■ **Vorliegender Auszug**
....................

Lebedew: Die Zukunft wirft Fragen auf: Was ist diese Russische Föderation, was sind ihre Prinzipien der Koexistenz von Regionen, Nationen, Religionen? Heute sind diese Prinzipien absolut autokratisch. Keine Region, keine Stadt hat irgendeine Art von Unabhängigkeit. Das sind wichtige humanitäre Fragen. Aber sie werden blockiert. Was ich hier sage, ist nach russischem Strafrecht ein Verbrechen: die Integrität der Russischen Föderation zu diskutieren. Aber je länger wir diese Frage aufschieben, desto höher wird der Preis, den wir dafür zahlen.

STANDARD: Sie sagen, es gibt keine Romane, die sich mit den Tschetschenien-Kriegen befassen. Kritisieren Sie damit auch die zeitgenössische russische Literatur?

....................

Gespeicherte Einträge
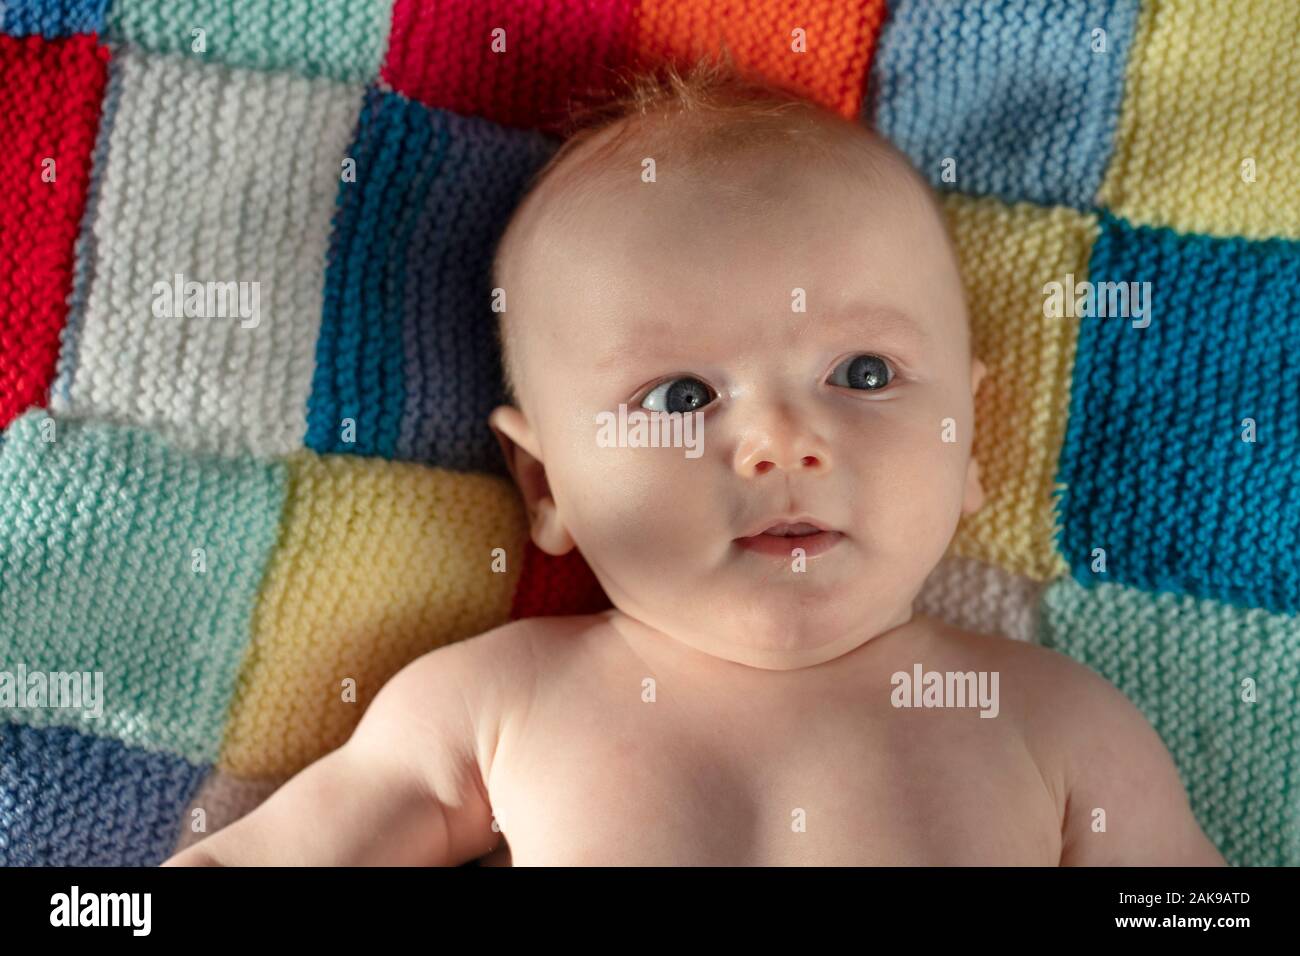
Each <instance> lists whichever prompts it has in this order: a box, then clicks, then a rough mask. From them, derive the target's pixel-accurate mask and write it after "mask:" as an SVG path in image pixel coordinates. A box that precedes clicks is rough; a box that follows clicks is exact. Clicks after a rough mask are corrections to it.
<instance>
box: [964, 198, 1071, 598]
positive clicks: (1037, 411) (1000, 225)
mask: <svg viewBox="0 0 1300 956" xmlns="http://www.w3.org/2000/svg"><path fill="white" fill-rule="evenodd" d="M944 208H945V211H946V215H948V221H949V225H950V228H952V230H953V234H954V241H956V243H957V251H958V259H959V265H961V271H962V277H963V280H965V282H966V299H967V303H969V308H970V319H971V332H972V350H974V352H975V354H976V355H978V356H980V359H983V362H984V364H985V365H987V367H988V373H987V375H985V377H984V381H983V382H982V384H980V388H979V393H978V394H976V399H975V418H976V424H975V445H974V450H972V454H974V457H975V459H976V460H978V462H979V464H980V479H982V481H983V485H984V492H985V499H984V506H983V507H982V509H980V510H979V511H976V512H975V514H974V515H966V516H963V518H962V522H961V524H959V525H958V529H957V536H956V540H954V542H953V546H952V548H950V549H949V551H950V553H953V554H959V555H962V557H967V558H976V559H979V561H983V562H985V563H992V564H997V566H1000V567H1002V568H1004V570H1006V571H1010V572H1011V574H1017V575H1024V576H1026V578H1031V579H1034V580H1040V581H1041V580H1048V579H1049V578H1053V576H1056V575H1060V574H1063V572H1065V570H1066V566H1065V563H1063V561H1062V559H1061V555H1060V554H1057V551H1056V548H1054V537H1056V515H1054V502H1053V497H1052V496H1053V492H1054V485H1056V477H1054V475H1056V467H1057V458H1058V455H1060V450H1061V442H1062V440H1063V437H1065V428H1066V412H1067V410H1069V405H1070V367H1071V363H1073V362H1074V350H1075V338H1076V336H1078V328H1079V323H1078V320H1076V319H1069V317H1066V319H1045V317H1044V315H1043V312H1044V308H1043V302H1044V295H1043V286H1044V284H1047V282H1050V281H1058V280H1063V277H1065V274H1066V273H1073V274H1074V276H1075V278H1076V280H1078V281H1083V280H1086V278H1087V272H1088V268H1087V265H1088V251H1089V248H1091V246H1092V241H1093V237H1095V235H1096V230H1097V225H1096V220H1095V219H1093V217H1091V216H1086V215H1083V213H1079V212H1074V211H1071V209H1066V208H1061V207H1058V208H1053V209H1045V208H1041V207H1035V206H1028V204H1018V206H1013V207H1009V206H1005V204H1004V203H1001V202H998V200H996V199H971V198H967V196H962V195H957V194H953V195H949V196H945V199H944Z"/></svg>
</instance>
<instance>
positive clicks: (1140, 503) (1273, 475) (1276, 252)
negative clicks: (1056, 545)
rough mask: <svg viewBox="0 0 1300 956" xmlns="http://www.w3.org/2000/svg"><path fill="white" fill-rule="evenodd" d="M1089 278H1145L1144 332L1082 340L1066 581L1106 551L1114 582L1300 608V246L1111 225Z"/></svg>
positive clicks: (1239, 601)
mask: <svg viewBox="0 0 1300 956" xmlns="http://www.w3.org/2000/svg"><path fill="white" fill-rule="evenodd" d="M1088 271H1089V274H1091V276H1092V278H1093V281H1096V282H1099V284H1100V282H1106V281H1110V282H1121V281H1130V280H1143V281H1148V282H1151V302H1149V303H1148V308H1149V316H1147V317H1144V319H1143V321H1147V319H1148V317H1149V321H1151V325H1148V326H1147V328H1134V325H1132V320H1128V319H1123V317H1106V319H1087V320H1084V321H1083V326H1082V329H1080V334H1079V354H1078V359H1076V362H1075V368H1074V380H1075V389H1074V394H1073V401H1071V406H1070V425H1069V429H1067V432H1066V441H1065V447H1063V450H1062V453H1061V481H1062V484H1063V485H1065V486H1066V489H1065V490H1063V492H1062V502H1061V516H1062V518H1061V523H1062V533H1061V550H1062V553H1063V554H1065V555H1066V558H1067V559H1069V562H1070V566H1071V568H1073V570H1074V574H1075V576H1076V578H1079V579H1080V580H1089V579H1092V578H1093V574H1092V571H1091V570H1089V568H1091V564H1092V559H1093V554H1092V553H1093V549H1097V548H1101V549H1105V551H1106V580H1110V581H1115V583H1119V584H1130V585H1135V587H1139V588H1143V589H1145V591H1175V592H1180V593H1188V594H1193V596H1197V597H1212V598H1216V600H1218V601H1225V602H1230V604H1242V605H1248V606H1255V607H1265V609H1270V610H1277V611H1286V613H1291V614H1295V613H1296V611H1300V562H1297V561H1296V554H1300V385H1297V382H1300V321H1297V320H1296V312H1297V306H1300V297H1297V294H1296V290H1297V289H1300V243H1297V242H1288V241H1283V239H1273V241H1269V242H1248V241H1245V239H1240V238H1236V239H1214V238H1208V237H1200V235H1178V234H1175V233H1173V232H1170V230H1166V229H1156V228H1149V226H1140V228H1134V226H1131V225H1128V224H1126V222H1123V221H1121V220H1117V219H1114V217H1110V216H1106V217H1105V219H1104V220H1102V229H1101V235H1100V238H1099V239H1097V242H1096V245H1095V247H1093V251H1092V261H1091V264H1089V267H1088ZM1245 419H1251V420H1253V423H1255V438H1256V440H1255V441H1253V442H1252V441H1243V436H1248V434H1249V425H1248V424H1247V423H1245Z"/></svg>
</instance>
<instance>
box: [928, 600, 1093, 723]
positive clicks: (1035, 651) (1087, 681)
mask: <svg viewBox="0 0 1300 956" xmlns="http://www.w3.org/2000/svg"><path fill="white" fill-rule="evenodd" d="M924 620H926V622H927V626H928V630H930V635H931V637H930V641H931V643H930V646H932V648H933V649H935V650H936V653H937V656H939V659H941V661H946V662H949V665H950V666H952V667H954V669H957V667H961V669H963V670H969V669H975V670H988V671H996V672H998V676H1000V685H1001V689H1002V693H1005V695H1010V697H1009V700H1008V702H1010V704H1011V705H1013V708H1014V709H1015V711H1017V713H1018V714H1019V715H1021V717H1023V718H1026V719H1030V718H1035V723H1037V718H1041V715H1043V711H1044V710H1048V711H1054V710H1057V708H1056V706H1054V702H1056V701H1058V700H1060V696H1061V695H1062V693H1082V695H1086V696H1087V695H1095V693H1102V695H1105V692H1106V689H1108V688H1109V689H1110V691H1114V688H1112V687H1110V684H1108V683H1106V682H1105V680H1102V679H1101V678H1100V676H1099V675H1097V674H1095V672H1093V671H1091V670H1089V669H1088V667H1084V666H1083V665H1082V663H1079V662H1078V661H1074V659H1071V658H1069V657H1066V656H1065V654H1061V653H1058V652H1056V650H1052V649H1049V648H1044V646H1041V645H1039V644H1031V643H1028V641H1022V640H1015V639H1013V637H1006V636H1004V635H996V633H982V632H976V631H965V630H962V628H959V627H954V626H952V624H948V623H945V622H943V620H939V619H937V618H928V617H927V618H924ZM1115 693H1118V692H1115Z"/></svg>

....................

■ **Arbeitsaufträge**
A. Beantworte anhand des Interviewauszugs kurz:
(i) Wie viel Unabhängigkeit haben Regionen und Städte laut Lebedew heute?
(ii) Was ist nach russischem Strafrecht ein Verbrechen?
(iii) Über welche Kriege gibt es laut der Frage des STANDARD keine Romane?
B. Gib aus dem Interviewauszug alles von „Lebedew: Die Zukunft“ bis hinunter zu „zeitgenössische russische Literatur?“ wortgetreu wieder.
C. Fasse den Absatz des Interviewauszugs, der mit „Lebedew: Die Zukunft wirft Fragen auf“ beginnt, als Stichpunktliste zusammen und behalte dabei die wesentlichen Fakten bei.
Verwende ausschließlich den Interviewauszug.

■ **Lösungen**
A.
(i) Keine Region und keine Stadt hat irgendeine Art von Unabhängigkeit.
(ii) Die Integrität der Russischen Föderation zu diskutieren.
(iii) Über die Tschetschenien-Kriege.

B.
Lebedew: Die Zukunft wirft Fragen auf: Was ist diese Russische Föderation, was sind ihre Prinzipien der Koexistenz von Regionen, Nationen, Religionen? Heute sind diese Prinzipien absolut autokratisch. Keine Region, keine Stadt hat irgendeine Art von Unabhängigkeit. Das sind wichtige humanitäre Fragen. Aber sie werden blockiert. Was ich hier sage, ist nach russischem Strafrecht ein Verbrechen: die Integrität der Russischen Föderation zu diskutieren. Aber je länger wir diese Frage aufschieben, desto höher wird der Preis, den wir dafür zahlen.

STANDARD: Sie sagen, es gibt keine Romane, die sich mit den Tschetschenien-Kriegen befassen. Kritisieren Sie damit auch die zeitgenössische russische Literatur?

C.
- Die Zukunft wirft Fragen zur Russischen Föderation und zu ihren Prinzipien der Koexistenz von Regionen, Nationen und Religionen auf.
- Diese Prinzipien sind heute absolut autokratisch.
- Keine Region und keine Stadt hat irgendeine Art von Unabhängigkeit.
- Diese wichtigen humanitären Fragen werden blockiert.
- Die Integrität der Russischen Föderation zu diskutieren, ist nach russischem Strafrecht ein Verbrechen.
- Je länger die Frage aufgeschoben wird, desto höher wird der Preis dafür.